# INSTRUCTION:
Rewrite the lines below as a Markdown table with two columns, Row and Line. Number each row in the Row column, put the line's text in the Line column, and leave out blank lines.
[BEGIN RECORD EXCERPTS]
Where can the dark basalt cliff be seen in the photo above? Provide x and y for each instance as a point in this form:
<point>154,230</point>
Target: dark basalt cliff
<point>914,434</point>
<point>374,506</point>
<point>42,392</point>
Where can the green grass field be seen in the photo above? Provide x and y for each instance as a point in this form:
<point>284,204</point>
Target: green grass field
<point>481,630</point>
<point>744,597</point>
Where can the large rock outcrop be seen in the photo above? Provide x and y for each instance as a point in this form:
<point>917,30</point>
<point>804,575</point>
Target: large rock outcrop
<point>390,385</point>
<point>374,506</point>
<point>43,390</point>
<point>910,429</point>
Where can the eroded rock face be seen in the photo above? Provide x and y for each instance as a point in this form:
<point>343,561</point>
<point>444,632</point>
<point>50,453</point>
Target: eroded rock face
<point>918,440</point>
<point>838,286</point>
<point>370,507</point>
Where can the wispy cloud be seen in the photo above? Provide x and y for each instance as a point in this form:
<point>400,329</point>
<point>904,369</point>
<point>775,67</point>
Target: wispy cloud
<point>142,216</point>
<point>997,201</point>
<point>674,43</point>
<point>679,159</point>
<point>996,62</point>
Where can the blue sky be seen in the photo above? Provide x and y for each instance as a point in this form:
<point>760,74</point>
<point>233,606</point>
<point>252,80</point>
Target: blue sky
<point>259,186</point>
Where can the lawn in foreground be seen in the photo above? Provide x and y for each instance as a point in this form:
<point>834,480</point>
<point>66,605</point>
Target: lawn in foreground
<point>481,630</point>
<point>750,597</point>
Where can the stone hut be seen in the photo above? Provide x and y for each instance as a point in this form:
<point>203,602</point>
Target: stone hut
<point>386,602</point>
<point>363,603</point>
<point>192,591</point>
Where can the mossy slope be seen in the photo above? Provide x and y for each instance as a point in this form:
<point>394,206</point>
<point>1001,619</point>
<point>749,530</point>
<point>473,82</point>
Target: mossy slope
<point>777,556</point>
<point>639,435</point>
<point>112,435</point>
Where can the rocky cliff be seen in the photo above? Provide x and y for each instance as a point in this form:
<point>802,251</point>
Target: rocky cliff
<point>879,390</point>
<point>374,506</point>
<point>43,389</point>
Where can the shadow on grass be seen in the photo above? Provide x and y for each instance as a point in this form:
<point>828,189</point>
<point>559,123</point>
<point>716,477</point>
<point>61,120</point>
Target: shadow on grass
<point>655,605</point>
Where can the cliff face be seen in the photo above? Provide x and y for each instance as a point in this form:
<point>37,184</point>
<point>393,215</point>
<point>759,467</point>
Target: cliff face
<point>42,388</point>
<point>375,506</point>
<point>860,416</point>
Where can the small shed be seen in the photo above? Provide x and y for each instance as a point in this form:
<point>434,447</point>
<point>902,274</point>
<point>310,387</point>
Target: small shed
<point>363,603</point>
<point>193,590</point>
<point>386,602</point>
[END RECORD EXCERPTS]
# FINISHED ANSWER:
| Row | Line |
|---|---|
| 1 | Where can the dark basalt cliff be seen in the photo above? Provide x and y for each instance as a point in this form: |
| 2 | <point>154,230</point> |
| 3 | Target: dark basalt cliff |
| 4 | <point>914,434</point> |
| 5 | <point>374,506</point> |
| 6 | <point>42,392</point> |
| 7 | Where can the green grass field be seen in the photo above? Provide x and y for each instance as a point in this form: |
| 8 | <point>284,204</point> |
| 9 | Target: green grass field |
| 10 | <point>481,630</point> |
| 11 | <point>744,597</point> |
| 12 | Where can the large rock outcrop be seen in the photo above? Provide x and y for each instance as a point in this form: |
| 13 | <point>917,30</point> |
| 14 | <point>804,575</point> |
| 15 | Target: large rock outcrop |
| 16 | <point>390,385</point> |
| 17 | <point>374,506</point> |
| 18 | <point>43,390</point> |
| 19 | <point>910,429</point> |
| 20 | Where can the eroded rock face be seen in the photo above? Provide x and y for each instance as a point in this form: |
| 21 | <point>343,561</point> |
| 22 | <point>444,632</point> |
| 23 | <point>50,453</point> |
| 24 | Target: eroded rock face |
| 25 | <point>918,440</point> |
| 26 | <point>838,286</point> |
| 27 | <point>370,507</point> |
| 28 | Where can the wispy cloud be seen in the photo above? Provide x and y for each instance as a point in this form: |
| 29 | <point>400,329</point> |
| 30 | <point>904,369</point> |
| 31 | <point>775,67</point> |
| 32 | Target: wispy cloud |
| 33 | <point>142,216</point> |
| 34 | <point>997,201</point> |
| 35 | <point>674,43</point> |
| 36 | <point>679,159</point> |
| 37 | <point>996,62</point> |
| 38 | Where can the blue sky be seen in the photo above? Provide x and y for each instance as a point in this form: |
| 39 | <point>760,74</point> |
| 40 | <point>233,606</point> |
| 41 | <point>252,80</point> |
| 42 | Target: blue sky |
| 43 | <point>259,186</point> |
| 44 | Where can the lawn in foreground be seen in the photo above? Provide x and y for each instance as a point in this form: |
| 45 | <point>834,480</point> |
| 46 | <point>66,605</point> |
| 47 | Target: lawn in foreground |
| 48 | <point>481,630</point> |
| 49 | <point>750,597</point> |
| 50 | Where can the stone hut be seen in the photo above? Provide x and y for each instance as a point in this form: |
| 51 | <point>203,602</point> |
| 52 | Target: stone hut |
| 53 | <point>386,602</point> |
| 54 | <point>363,603</point> |
| 55 | <point>192,591</point> |
| 56 | Where can the mossy slope be seen in the photo above? Provide x and y for each instance as a point in this form: |
| 57 | <point>394,206</point> |
| 58 | <point>1001,619</point> |
| 59 | <point>749,530</point> |
| 60 | <point>473,82</point> |
| 61 | Target: mossy slope |
| 62 | <point>777,556</point> |
| 63 | <point>639,435</point> |
| 64 | <point>112,435</point> |
| 65 | Where can the rocky cliff be seen in the photo above? Provide x and y for each instance as a point in this form: |
| 66 | <point>802,251</point> |
| 67 | Target: rocky cliff |
| 68 | <point>879,390</point> |
| 69 | <point>374,506</point> |
| 70 | <point>43,389</point> |
| 71 | Where can the shadow on grass be seen in the photo above? Provide x and y for each instance as a point in this form: |
| 72 | <point>828,189</point> |
| 73 | <point>559,123</point> |
| 74 | <point>716,477</point> |
| 75 | <point>61,120</point> |
| 76 | Target: shadow on grass |
| 77 | <point>655,605</point> |
| 78 | Where can the cliff face be seen in the photo above? Provide x and y for each instance as a point in this form: |
| 79 | <point>37,184</point> |
| 80 | <point>393,215</point> |
| 81 | <point>759,467</point> |
| 82 | Target: cliff face |
| 83 | <point>42,388</point> |
| 84 | <point>375,506</point> |
| 85 | <point>860,416</point> |
| 86 | Where can the small shed be seen in the photo above? Provide x and y for each instance as a point in this form: |
| 87 | <point>434,447</point> |
| 88 | <point>902,274</point> |
| 89 | <point>310,387</point> |
| 90 | Target: small shed |
| 91 | <point>363,603</point> |
| 92 | <point>193,590</point> |
| 93 | <point>386,602</point> |